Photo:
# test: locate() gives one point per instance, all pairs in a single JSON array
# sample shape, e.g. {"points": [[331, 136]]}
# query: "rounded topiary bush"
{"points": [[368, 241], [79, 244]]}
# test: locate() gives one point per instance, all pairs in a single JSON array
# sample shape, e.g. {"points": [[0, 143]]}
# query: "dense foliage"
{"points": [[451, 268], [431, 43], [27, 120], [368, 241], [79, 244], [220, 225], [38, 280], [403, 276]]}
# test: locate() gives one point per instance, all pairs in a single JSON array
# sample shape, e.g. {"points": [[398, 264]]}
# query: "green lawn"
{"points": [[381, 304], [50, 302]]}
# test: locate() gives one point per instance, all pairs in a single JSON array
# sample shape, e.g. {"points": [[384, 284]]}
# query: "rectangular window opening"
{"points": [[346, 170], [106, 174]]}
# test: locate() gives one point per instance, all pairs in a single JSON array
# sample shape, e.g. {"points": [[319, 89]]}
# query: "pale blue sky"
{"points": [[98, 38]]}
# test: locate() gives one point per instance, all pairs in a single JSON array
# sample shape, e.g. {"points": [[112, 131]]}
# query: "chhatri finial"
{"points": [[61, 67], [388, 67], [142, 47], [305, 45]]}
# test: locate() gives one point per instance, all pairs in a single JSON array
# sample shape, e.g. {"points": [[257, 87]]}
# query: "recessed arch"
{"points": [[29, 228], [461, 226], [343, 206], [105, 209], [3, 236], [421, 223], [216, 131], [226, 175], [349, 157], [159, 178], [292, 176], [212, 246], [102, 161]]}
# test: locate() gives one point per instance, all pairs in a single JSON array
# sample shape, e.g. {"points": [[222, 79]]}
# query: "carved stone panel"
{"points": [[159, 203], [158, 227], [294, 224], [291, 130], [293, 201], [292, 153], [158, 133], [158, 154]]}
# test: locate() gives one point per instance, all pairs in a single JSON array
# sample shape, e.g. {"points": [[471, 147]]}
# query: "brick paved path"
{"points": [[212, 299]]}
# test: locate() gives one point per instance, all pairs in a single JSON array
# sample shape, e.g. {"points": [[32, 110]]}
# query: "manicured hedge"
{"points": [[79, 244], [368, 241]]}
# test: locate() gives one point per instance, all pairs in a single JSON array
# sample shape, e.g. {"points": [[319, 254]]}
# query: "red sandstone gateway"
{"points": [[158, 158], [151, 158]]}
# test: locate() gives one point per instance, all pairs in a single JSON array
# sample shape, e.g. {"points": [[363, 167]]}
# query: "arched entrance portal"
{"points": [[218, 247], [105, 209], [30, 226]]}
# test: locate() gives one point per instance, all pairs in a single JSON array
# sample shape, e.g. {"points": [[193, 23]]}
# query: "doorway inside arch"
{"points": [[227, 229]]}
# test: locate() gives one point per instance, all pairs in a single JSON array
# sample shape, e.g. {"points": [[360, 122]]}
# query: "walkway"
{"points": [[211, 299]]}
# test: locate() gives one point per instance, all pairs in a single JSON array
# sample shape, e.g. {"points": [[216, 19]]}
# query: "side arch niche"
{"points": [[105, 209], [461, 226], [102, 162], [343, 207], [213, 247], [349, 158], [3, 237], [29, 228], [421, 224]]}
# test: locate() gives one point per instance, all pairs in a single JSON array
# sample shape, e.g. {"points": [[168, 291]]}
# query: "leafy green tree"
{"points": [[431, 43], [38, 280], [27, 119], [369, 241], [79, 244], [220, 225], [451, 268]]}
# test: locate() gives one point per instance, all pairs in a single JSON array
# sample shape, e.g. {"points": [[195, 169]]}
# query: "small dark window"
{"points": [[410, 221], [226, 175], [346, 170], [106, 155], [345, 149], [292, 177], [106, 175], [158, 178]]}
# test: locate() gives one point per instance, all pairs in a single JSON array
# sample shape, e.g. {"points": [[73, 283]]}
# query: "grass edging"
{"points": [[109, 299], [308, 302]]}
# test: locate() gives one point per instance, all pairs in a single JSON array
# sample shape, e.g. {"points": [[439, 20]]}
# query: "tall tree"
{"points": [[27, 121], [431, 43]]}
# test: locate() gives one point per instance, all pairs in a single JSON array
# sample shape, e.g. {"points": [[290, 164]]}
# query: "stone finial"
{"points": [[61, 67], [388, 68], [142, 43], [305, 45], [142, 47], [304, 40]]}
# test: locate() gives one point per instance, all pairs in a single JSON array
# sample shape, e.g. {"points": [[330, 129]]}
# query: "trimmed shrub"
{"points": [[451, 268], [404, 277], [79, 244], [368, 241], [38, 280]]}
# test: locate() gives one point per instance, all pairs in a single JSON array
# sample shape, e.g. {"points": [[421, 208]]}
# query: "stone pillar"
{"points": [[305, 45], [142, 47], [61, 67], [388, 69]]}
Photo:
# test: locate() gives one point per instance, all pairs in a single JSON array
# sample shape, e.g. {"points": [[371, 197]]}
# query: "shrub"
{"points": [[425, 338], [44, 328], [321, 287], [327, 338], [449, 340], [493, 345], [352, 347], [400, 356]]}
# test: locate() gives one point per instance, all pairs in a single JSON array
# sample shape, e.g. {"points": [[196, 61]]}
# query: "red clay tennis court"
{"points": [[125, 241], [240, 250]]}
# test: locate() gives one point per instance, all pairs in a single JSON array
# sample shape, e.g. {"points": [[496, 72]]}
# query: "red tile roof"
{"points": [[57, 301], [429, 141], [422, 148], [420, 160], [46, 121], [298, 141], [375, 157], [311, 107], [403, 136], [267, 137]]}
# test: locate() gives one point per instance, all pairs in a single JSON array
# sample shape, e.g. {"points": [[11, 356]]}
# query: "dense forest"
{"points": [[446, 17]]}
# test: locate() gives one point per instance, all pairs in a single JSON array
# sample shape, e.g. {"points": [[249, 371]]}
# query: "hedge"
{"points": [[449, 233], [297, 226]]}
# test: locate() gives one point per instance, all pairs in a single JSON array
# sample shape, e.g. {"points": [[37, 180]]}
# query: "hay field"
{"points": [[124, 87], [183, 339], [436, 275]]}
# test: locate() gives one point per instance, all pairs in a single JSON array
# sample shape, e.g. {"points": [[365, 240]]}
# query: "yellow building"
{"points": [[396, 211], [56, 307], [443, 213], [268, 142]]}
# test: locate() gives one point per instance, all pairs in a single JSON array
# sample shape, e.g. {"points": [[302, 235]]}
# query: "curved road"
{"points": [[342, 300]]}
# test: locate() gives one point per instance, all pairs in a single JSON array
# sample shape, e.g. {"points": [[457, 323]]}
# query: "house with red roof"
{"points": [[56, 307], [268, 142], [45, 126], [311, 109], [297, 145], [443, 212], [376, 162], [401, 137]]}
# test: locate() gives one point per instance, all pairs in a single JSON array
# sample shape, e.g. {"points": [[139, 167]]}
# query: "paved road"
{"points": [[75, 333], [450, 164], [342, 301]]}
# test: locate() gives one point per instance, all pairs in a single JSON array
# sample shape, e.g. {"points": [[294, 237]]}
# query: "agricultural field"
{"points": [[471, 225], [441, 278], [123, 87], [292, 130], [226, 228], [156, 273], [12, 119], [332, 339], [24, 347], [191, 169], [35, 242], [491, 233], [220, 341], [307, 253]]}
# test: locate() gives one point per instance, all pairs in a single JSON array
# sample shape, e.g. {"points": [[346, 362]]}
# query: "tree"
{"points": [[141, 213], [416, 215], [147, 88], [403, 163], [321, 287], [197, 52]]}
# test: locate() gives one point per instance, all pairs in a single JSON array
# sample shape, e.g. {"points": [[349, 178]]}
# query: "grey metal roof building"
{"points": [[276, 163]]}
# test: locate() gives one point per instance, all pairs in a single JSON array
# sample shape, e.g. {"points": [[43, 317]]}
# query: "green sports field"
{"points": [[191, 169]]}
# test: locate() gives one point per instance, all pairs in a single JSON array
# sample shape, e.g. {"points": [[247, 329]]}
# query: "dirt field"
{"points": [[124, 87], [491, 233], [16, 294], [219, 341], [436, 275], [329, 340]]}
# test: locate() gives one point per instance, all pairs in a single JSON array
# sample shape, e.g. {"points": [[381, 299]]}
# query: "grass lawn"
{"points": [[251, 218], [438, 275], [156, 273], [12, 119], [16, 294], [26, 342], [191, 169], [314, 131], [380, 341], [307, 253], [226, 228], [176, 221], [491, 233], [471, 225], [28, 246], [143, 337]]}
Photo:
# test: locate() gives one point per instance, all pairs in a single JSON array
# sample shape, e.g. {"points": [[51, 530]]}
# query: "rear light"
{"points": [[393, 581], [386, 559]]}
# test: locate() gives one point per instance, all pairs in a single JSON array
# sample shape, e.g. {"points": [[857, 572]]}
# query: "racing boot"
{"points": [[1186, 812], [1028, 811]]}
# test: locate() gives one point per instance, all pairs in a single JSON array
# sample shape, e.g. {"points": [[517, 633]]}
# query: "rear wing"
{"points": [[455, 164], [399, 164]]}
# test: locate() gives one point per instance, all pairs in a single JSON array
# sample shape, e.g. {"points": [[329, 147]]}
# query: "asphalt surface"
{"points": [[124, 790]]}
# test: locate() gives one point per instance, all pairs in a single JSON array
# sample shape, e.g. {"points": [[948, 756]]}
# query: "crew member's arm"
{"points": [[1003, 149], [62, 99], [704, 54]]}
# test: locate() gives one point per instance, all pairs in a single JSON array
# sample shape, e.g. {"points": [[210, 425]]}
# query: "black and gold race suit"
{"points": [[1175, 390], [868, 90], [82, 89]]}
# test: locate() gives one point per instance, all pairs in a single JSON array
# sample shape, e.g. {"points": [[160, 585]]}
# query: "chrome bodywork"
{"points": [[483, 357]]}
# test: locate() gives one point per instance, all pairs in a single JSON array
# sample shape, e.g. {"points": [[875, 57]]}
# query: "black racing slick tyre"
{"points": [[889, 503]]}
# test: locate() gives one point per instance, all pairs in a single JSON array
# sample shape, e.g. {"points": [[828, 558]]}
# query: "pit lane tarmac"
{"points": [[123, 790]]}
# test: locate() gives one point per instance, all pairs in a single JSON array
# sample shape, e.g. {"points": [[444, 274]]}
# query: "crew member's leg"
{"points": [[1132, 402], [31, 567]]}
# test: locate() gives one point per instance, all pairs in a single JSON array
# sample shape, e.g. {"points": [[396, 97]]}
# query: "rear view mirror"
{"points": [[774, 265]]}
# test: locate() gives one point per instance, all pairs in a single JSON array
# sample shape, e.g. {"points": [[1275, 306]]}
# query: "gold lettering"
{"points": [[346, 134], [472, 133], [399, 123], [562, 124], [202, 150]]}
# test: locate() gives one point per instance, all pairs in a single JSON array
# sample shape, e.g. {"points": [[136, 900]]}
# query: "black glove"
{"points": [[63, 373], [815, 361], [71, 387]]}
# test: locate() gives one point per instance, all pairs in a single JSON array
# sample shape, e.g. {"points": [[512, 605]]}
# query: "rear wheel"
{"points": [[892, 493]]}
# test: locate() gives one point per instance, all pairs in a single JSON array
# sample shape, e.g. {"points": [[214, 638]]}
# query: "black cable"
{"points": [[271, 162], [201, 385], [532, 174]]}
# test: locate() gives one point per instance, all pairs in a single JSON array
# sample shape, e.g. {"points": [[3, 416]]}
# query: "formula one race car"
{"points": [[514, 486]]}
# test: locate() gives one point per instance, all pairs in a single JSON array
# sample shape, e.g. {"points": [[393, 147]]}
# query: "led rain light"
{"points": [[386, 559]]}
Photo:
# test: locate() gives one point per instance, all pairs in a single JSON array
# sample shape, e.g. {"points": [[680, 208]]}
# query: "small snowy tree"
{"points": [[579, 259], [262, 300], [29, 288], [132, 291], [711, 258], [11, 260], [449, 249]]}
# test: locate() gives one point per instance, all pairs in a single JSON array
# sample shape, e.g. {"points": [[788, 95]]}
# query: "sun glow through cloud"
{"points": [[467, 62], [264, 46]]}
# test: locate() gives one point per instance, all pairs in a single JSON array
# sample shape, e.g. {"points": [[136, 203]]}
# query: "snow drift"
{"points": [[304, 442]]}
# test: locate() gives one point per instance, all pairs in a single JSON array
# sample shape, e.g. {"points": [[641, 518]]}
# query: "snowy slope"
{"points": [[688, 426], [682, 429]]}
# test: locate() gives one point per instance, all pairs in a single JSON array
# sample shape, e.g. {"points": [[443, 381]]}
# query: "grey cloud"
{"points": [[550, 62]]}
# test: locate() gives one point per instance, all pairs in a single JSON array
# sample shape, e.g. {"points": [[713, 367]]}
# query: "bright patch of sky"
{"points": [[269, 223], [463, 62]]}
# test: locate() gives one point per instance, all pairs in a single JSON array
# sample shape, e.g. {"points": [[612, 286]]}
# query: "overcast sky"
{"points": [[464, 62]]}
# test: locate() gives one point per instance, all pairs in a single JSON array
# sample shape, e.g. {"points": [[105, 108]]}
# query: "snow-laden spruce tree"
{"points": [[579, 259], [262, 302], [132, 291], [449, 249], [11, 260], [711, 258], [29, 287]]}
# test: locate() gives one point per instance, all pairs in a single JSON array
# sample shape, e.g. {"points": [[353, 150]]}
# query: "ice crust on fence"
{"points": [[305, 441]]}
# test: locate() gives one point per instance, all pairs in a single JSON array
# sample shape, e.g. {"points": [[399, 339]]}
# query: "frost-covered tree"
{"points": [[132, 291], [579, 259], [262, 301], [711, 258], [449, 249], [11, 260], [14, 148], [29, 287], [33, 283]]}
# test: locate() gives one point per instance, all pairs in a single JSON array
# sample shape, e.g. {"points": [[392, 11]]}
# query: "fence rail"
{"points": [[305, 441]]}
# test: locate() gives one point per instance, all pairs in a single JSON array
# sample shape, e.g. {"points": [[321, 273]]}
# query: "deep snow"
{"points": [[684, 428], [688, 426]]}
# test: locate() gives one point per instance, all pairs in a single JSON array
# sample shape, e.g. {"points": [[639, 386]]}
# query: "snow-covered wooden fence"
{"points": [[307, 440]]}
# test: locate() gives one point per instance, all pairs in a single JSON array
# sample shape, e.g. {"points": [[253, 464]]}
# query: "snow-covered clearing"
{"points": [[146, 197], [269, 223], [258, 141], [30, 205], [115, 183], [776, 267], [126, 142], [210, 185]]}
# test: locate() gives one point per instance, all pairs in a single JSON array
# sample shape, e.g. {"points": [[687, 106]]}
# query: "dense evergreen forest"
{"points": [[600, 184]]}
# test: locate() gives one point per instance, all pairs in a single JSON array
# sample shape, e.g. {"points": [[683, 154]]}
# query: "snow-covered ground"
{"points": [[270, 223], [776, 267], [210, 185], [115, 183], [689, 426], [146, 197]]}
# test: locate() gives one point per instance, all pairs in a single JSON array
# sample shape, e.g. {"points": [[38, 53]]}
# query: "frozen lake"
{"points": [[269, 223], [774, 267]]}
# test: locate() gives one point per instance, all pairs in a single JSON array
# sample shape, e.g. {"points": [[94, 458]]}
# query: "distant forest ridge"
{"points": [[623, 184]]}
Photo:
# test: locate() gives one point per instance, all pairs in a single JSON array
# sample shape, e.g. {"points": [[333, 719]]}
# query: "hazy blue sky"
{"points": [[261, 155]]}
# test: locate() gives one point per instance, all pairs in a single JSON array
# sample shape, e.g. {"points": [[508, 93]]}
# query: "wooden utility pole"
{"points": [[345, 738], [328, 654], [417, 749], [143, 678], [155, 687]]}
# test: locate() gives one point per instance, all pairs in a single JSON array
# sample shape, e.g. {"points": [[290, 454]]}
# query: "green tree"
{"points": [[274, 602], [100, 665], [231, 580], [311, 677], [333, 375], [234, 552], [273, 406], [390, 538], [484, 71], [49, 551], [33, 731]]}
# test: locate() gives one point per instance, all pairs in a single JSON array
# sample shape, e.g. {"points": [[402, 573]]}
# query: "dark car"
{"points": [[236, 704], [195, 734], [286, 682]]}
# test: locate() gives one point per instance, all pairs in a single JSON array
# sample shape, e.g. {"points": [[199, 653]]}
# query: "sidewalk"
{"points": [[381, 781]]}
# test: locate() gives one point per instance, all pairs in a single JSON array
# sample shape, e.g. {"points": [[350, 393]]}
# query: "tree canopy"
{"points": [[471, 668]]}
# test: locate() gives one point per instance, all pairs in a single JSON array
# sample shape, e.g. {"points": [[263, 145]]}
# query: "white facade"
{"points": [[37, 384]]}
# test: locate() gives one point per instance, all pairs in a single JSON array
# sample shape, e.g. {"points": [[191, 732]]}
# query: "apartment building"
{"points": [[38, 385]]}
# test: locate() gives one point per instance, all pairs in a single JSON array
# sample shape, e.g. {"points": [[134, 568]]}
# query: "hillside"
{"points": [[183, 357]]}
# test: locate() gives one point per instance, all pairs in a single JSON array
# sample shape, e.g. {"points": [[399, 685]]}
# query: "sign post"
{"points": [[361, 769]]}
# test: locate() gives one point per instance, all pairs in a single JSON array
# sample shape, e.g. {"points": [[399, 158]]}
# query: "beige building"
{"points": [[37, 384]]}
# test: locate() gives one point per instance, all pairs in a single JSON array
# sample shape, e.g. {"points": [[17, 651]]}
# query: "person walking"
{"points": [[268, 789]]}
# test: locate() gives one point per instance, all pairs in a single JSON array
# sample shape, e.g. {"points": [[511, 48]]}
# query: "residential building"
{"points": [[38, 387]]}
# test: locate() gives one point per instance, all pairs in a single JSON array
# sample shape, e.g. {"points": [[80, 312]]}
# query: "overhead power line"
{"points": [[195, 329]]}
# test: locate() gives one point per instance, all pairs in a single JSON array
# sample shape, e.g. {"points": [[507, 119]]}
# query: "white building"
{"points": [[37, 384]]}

══════

> STATED PROBLEM: Copy each line of the records above that contains the string "member", matching case exactly.

> TASK OUTPUT:
# query: "crew member's arm"
# query: "crew member's leg"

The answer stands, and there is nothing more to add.